WHAT TO WORK ON: Write out exactly the line containing "Where in this photo can the ceiling" and all lines that come after it in the listing below, through the very last one.

BEGIN AVAILABLE DATA

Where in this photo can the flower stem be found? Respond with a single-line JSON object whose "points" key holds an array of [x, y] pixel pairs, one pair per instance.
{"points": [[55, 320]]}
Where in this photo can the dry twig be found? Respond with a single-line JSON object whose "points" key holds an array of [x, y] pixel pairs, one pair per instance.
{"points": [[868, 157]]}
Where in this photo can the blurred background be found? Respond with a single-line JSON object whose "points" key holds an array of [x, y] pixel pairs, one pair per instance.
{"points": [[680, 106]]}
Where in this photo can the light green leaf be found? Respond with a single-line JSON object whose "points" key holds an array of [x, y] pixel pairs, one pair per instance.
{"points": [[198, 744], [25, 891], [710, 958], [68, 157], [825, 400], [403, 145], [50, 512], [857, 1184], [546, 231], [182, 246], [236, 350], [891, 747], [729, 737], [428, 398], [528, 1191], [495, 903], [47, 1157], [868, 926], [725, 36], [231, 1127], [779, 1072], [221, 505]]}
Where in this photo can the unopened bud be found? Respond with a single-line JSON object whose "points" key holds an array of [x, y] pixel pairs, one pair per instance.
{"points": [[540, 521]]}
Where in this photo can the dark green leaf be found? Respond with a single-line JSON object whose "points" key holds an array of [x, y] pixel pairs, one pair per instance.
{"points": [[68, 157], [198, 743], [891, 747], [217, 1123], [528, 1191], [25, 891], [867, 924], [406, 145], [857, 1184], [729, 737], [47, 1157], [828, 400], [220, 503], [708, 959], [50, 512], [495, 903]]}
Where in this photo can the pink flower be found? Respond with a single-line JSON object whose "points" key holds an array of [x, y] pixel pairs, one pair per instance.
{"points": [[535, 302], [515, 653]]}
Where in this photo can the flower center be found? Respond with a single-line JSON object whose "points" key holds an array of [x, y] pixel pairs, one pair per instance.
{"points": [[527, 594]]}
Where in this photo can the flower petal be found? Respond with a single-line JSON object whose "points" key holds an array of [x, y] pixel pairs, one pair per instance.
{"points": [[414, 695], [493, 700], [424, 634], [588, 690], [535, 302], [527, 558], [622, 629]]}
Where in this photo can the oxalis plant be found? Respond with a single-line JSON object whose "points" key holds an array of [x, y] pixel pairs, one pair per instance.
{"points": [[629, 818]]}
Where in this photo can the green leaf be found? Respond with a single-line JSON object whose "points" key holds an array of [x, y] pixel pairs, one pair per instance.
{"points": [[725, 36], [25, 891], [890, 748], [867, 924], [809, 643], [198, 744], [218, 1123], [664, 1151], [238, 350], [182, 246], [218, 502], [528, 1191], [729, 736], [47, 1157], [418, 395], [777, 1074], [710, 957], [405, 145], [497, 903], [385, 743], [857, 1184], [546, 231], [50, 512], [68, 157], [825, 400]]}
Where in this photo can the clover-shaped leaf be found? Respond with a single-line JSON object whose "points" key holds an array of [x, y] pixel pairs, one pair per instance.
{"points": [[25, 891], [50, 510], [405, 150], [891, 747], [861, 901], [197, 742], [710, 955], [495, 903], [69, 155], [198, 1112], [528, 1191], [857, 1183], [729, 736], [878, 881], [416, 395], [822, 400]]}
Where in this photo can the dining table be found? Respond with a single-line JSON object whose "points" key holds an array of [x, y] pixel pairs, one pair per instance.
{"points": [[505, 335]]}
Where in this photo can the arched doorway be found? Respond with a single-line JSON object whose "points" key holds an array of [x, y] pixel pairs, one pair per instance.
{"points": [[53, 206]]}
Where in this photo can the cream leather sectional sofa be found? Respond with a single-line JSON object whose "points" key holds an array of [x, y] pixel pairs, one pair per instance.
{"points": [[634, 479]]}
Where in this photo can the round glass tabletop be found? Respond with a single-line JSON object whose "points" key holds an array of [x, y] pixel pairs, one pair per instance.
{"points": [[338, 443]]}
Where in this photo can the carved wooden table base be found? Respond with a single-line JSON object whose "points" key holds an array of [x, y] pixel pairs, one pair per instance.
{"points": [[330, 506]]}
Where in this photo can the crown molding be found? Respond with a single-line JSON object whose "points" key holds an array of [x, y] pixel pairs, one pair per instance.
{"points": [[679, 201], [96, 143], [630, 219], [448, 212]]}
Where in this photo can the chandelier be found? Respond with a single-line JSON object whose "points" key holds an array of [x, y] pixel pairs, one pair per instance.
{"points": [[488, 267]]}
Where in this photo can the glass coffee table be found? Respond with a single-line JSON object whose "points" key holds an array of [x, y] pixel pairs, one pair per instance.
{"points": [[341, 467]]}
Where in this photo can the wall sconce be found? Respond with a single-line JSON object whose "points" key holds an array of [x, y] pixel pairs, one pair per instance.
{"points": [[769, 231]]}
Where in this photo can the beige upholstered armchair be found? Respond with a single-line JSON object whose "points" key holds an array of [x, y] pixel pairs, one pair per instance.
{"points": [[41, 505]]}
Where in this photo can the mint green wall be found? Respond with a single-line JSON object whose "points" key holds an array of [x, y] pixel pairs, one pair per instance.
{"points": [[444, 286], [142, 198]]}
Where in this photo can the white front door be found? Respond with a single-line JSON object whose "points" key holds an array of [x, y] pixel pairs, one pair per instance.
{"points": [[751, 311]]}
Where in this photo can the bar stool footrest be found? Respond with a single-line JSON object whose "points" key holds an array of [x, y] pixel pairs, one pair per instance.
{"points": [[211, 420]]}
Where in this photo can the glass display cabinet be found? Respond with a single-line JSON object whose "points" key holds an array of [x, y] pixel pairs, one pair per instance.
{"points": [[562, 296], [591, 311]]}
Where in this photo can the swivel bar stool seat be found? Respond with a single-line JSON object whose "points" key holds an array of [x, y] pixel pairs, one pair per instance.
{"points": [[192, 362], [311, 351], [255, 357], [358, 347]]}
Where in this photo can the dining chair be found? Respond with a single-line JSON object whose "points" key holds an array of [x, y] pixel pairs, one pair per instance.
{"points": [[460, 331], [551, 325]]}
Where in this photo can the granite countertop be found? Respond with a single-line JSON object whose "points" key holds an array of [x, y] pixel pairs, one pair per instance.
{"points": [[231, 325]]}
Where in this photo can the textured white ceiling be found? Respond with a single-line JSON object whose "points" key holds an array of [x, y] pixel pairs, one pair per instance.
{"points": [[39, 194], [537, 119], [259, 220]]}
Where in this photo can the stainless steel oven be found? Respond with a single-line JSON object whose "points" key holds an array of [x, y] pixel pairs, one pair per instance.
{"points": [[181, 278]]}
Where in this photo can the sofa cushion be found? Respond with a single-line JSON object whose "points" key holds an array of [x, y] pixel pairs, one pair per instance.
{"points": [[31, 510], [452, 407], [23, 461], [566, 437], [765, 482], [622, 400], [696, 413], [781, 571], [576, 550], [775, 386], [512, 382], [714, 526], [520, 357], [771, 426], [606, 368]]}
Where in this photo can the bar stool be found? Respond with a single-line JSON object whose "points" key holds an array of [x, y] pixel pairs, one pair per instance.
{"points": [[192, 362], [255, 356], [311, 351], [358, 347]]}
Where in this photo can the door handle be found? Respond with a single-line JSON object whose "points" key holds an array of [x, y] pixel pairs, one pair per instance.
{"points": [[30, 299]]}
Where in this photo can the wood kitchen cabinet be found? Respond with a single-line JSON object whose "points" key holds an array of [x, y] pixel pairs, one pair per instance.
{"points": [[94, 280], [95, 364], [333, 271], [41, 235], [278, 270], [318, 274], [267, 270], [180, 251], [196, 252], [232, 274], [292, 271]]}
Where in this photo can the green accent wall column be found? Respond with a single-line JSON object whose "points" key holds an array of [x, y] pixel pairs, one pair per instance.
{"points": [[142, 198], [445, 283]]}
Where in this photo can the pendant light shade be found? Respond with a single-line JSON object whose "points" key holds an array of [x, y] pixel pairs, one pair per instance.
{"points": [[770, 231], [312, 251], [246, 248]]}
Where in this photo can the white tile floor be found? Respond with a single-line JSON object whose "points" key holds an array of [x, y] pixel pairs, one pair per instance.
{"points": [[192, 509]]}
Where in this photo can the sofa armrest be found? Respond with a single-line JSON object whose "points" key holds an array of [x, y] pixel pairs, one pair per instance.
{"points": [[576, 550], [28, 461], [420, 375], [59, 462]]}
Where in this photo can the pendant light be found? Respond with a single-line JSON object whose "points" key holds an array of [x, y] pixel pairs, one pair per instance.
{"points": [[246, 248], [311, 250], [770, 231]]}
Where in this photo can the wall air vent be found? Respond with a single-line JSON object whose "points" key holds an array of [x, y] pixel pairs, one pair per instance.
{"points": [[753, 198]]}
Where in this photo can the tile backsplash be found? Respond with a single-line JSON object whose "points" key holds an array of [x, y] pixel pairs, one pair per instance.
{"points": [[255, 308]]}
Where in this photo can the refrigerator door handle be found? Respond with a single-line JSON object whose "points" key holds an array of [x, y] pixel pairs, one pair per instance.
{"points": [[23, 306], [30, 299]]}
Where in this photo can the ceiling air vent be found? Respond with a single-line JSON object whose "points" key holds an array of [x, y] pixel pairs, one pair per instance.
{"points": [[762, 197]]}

END AVAILABLE DATA

RESULT:
Where in this photo can the ceiling air vent be found? Respond with a single-line JSON object whose "points" key holds an array of [x, y] pixel pairs, one pair per instance.
{"points": [[762, 197]]}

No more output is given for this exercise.